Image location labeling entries

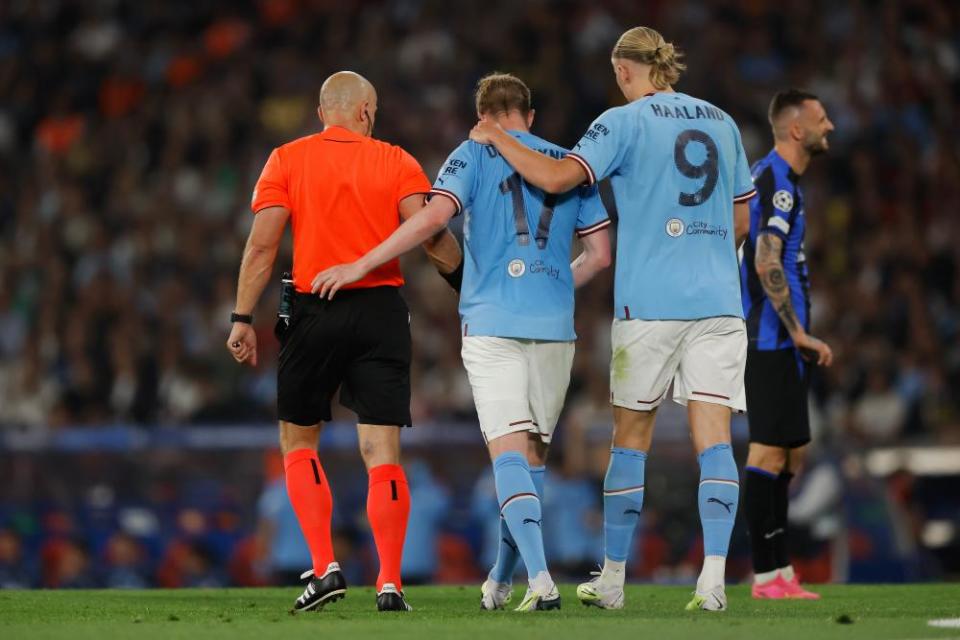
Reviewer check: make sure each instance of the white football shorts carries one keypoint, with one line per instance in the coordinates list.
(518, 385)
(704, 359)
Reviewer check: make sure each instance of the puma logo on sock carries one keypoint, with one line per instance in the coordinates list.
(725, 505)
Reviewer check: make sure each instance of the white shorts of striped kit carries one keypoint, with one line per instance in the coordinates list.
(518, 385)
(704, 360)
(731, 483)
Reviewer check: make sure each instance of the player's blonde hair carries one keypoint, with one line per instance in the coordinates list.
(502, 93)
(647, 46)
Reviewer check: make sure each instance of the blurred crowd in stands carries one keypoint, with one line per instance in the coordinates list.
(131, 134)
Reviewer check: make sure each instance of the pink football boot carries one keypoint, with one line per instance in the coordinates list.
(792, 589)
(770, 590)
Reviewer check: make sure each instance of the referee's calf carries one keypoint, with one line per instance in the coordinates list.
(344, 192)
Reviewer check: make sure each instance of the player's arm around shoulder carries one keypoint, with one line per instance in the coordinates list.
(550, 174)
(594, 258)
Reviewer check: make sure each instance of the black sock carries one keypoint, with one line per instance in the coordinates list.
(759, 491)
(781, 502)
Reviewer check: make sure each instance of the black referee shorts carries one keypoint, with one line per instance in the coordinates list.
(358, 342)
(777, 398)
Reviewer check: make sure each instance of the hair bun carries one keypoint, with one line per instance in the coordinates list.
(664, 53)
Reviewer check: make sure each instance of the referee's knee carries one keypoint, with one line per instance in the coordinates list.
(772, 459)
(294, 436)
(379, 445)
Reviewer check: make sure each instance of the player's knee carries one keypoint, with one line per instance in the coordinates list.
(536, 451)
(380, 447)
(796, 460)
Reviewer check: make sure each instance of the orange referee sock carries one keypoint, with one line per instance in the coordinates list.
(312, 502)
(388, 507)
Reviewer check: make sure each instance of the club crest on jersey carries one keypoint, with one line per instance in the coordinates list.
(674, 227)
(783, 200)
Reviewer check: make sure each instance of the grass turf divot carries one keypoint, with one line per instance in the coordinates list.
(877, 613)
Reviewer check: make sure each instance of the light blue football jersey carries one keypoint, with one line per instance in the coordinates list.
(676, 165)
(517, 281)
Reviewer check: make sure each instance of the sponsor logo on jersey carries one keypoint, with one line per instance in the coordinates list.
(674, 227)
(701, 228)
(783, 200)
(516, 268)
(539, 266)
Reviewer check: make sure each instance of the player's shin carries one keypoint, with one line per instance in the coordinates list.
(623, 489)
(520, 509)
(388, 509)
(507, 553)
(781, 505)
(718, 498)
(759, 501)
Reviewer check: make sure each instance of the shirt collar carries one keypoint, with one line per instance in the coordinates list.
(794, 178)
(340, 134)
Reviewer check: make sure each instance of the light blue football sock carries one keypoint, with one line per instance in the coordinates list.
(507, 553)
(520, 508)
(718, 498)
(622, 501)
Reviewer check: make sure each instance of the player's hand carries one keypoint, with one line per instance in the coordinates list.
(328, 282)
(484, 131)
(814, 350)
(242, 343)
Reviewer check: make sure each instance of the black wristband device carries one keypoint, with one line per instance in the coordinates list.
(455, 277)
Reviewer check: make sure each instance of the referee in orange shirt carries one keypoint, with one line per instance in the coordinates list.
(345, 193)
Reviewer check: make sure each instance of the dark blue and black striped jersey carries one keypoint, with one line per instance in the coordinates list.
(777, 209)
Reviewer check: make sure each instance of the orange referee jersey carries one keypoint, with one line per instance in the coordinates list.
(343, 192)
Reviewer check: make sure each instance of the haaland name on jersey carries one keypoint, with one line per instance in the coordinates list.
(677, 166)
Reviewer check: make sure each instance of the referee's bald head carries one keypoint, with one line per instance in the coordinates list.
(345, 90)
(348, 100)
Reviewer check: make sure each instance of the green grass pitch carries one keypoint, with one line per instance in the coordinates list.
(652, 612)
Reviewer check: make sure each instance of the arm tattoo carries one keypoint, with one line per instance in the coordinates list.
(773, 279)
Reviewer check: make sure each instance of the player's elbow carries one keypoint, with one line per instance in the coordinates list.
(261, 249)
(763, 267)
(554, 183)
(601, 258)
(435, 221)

### THE TASK
Only the lines from the one containing "Reviewer check: make sure each instance of the player's hand" to the end of the listing belong in the output, each reproduced exactly.

### OUTPUT OF THE TASK
Reviewer check: make sure each instance of the player's hand carries one keypoint, with one line per instance in the coordinates list.
(328, 282)
(484, 131)
(814, 350)
(242, 343)
Reviewer check: make sure each instance of the black wristband device carries one keypoint, with one line per instance in the coordinates list.
(455, 277)
Reviewer check: make sure each instance of the referee in orange shirt carries one keypoint, with one line per instance in the coordinates list.
(345, 193)
Reviewer check: make sure each instance of the dark blue and black striped jersey carries one keypoint, with one line per instance in the coordinates list.
(777, 209)
Reviewer check: make sure each instance of the orange referee jersey carries one keypoint, with one line per instance in the coordinates list.
(343, 192)
Reviewer check: make sure each instance of the haaland name on jersey carries one keypoint, with one line per instance in the coordinates list.
(677, 166)
Reviewer check: make sure each instance of the referee's bald head carries one keypoint, with one line per instance in the coordinates list.
(345, 90)
(348, 100)
Reviewer check: make sure each instance of the green grass pitch carries one keypoint, with one line per instance in the coordinates list.
(652, 612)
Reviewer check: make sure each instance of the arm tattoo carries one keypoint, with one line per instance in the coordinates list.
(773, 279)
Reviewer check: make sure each instance of the player's elbow carries one keypoint, with one line per instance in the coordinates list.
(261, 249)
(763, 267)
(554, 183)
(601, 258)
(435, 221)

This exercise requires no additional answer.